** WRITTEN INSTRUCTION 1 **
Translate this sentence from the fishing lure article into Spanish: "Wounded baitfish are easier to chase down and catch, he says, and the predator fish doesn’t have to expend as much energy to catch its meal."
** WRITTEN INSTRUCTION 2 **
According to the fishing lure article, what does the guide use to add red to the "gill" areas of his baits?

** EXCERPTED PASSAGE **
──────────────────────────────

Seeing Red: Using a Fish’s Predatory Instincts to Your Advantage

   04.09.14

Seeing Red: Using a Fish’s Predatory Instincts to Your Advantage

The best fisherman I know tweaks most of his fishing lures right out of their original packaging, touching-up the baits before they even make it into his tacklebox, let alone the water. He’s a part-time fishing guide, and uses crankbaits quite a bit because they consistently produce for him and his clients on a variety of fish on a variety of waters.

Other than making sure the lures run “true” and dive to the depth advertised, one of the most common additions he makes to his crankbaits is applying the color red. Usually, he’ll add a slash or two of bright red to the “gill” areas of the minnow-imitating baits, using bright scarlet-colored fingernail polish. Other times, he’ll replace the factory bronze treble hooks with red-hued ones. The angler adds red to his lures—and not just crankbaits—because he believes the color simulates blood or a wound and that predatory gamefish he hopes to attract and hook are more likely to try to eat a baitfish that is injured.

Wounded baitfish are easier to chase down and catch, he says, and the predator fish doesn’t have to expend as much energy to catch its meal. He believes it’s an innate trait among all predators: take the weakest individuals out of the natural system to maintain its overall health.

──────────────────────────────

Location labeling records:
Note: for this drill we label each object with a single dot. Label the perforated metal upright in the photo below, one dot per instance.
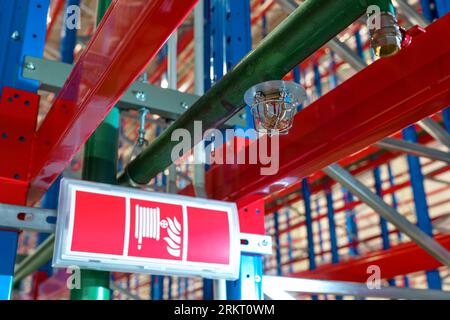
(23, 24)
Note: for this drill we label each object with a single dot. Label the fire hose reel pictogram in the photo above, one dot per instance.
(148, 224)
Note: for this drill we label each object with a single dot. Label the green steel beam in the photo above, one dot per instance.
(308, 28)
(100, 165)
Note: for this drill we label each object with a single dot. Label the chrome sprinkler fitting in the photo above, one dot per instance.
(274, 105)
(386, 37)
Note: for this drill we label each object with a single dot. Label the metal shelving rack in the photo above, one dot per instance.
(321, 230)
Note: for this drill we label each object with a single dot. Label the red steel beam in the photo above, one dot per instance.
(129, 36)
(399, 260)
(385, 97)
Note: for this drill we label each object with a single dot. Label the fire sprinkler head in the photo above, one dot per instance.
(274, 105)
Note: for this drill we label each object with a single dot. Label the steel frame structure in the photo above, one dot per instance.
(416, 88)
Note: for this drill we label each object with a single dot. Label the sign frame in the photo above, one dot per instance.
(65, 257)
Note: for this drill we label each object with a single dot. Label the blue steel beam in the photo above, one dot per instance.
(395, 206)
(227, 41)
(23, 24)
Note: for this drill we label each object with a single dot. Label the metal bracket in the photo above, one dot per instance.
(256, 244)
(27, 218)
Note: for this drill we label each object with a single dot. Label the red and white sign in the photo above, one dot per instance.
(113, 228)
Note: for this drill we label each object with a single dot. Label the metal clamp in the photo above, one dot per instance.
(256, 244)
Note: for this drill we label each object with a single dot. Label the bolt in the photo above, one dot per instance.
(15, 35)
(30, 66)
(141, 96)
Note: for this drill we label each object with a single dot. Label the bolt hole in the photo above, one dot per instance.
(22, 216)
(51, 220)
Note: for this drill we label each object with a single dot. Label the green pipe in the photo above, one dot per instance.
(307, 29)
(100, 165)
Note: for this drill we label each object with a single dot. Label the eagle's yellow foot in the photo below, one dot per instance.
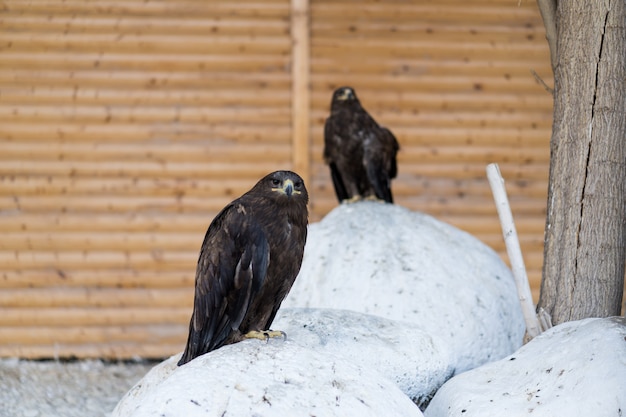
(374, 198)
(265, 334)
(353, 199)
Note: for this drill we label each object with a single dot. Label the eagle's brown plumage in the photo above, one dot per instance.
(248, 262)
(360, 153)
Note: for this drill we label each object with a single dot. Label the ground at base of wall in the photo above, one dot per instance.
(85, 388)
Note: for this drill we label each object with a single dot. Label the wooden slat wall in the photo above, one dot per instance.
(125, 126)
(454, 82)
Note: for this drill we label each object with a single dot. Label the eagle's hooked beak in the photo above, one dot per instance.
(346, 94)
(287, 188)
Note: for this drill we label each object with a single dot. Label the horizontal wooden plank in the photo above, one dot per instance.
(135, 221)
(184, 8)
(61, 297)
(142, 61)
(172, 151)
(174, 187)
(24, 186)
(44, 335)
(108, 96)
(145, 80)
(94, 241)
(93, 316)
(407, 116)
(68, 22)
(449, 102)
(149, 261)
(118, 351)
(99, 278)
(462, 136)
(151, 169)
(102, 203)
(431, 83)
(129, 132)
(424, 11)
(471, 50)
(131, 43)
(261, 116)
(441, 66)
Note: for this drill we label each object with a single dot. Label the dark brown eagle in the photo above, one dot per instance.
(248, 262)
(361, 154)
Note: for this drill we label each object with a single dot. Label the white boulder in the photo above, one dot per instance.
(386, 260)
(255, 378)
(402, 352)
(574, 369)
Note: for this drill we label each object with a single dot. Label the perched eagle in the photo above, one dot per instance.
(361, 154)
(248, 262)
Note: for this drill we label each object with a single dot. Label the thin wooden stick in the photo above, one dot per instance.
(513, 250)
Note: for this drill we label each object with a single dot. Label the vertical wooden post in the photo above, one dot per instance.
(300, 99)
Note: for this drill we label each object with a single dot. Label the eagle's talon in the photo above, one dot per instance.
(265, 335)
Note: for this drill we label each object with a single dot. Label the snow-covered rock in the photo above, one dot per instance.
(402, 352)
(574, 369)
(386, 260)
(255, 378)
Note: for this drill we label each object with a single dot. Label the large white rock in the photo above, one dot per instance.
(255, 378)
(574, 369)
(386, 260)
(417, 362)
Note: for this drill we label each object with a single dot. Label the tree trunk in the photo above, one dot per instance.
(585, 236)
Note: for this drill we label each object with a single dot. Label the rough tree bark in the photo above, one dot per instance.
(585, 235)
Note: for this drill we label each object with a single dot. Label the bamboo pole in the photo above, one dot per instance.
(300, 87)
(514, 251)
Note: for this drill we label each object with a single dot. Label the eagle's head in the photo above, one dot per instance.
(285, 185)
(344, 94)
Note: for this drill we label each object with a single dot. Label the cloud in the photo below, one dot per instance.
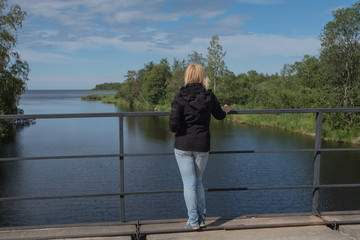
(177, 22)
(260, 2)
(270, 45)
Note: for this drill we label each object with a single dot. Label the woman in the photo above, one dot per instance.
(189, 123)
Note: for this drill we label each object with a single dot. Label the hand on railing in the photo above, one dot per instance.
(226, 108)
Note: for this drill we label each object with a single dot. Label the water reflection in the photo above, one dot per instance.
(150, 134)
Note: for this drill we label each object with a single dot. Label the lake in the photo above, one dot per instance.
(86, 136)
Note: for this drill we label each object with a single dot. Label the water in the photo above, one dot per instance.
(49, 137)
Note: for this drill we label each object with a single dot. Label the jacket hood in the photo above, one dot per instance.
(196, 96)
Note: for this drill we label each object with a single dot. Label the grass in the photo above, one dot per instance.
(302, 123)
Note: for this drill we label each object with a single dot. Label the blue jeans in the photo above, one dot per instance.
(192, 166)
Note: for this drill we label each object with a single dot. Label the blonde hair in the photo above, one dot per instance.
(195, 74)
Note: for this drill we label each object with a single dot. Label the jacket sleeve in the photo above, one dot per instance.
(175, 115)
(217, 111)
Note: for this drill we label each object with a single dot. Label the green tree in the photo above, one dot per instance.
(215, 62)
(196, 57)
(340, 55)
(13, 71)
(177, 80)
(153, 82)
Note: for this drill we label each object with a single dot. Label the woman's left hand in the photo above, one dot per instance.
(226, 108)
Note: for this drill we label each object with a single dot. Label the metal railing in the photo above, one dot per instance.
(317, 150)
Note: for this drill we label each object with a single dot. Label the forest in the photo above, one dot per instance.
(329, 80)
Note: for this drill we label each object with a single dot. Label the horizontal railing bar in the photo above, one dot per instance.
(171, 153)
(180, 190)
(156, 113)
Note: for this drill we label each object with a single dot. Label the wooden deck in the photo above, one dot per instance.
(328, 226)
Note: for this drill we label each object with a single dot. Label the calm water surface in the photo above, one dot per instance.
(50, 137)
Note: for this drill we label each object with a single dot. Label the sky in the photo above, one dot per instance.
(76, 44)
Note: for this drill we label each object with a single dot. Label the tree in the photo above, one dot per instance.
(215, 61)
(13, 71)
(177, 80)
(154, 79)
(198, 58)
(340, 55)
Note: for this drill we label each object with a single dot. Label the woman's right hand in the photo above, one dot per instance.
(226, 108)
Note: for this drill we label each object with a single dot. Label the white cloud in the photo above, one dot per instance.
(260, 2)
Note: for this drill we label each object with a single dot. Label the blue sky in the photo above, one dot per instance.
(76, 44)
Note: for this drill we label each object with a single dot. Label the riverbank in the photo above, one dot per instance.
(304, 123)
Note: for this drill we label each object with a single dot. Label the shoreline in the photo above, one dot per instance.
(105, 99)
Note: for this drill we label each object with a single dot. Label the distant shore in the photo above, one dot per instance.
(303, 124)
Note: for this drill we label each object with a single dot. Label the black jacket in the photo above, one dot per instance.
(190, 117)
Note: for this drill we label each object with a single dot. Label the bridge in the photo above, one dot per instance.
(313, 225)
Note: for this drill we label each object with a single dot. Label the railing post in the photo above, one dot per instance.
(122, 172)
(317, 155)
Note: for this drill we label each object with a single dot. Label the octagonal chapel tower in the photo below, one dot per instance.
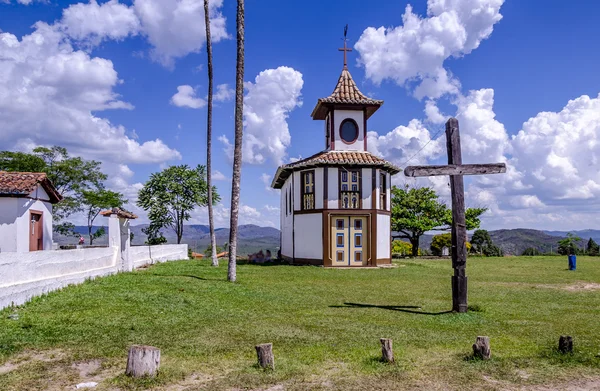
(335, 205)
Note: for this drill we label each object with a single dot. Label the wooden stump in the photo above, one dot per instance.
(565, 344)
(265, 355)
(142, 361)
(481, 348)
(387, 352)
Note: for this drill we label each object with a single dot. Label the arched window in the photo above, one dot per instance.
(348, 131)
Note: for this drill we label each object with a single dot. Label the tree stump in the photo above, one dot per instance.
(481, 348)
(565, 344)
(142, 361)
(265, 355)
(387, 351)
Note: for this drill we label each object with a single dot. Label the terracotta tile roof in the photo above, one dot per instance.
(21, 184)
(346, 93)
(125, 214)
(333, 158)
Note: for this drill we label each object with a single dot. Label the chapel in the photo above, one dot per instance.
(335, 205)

──────────────────────────────

** WORKED SOLUTION 1 **
Los peces carnada heridos son más fáciles de perseguir y atrapar, dice él, y el pez depredador no tiene que gastar tanta energía para atrapar su comida.

** WORKED SOLUTION 2 **
Bright scarlet-colored fingernail polish.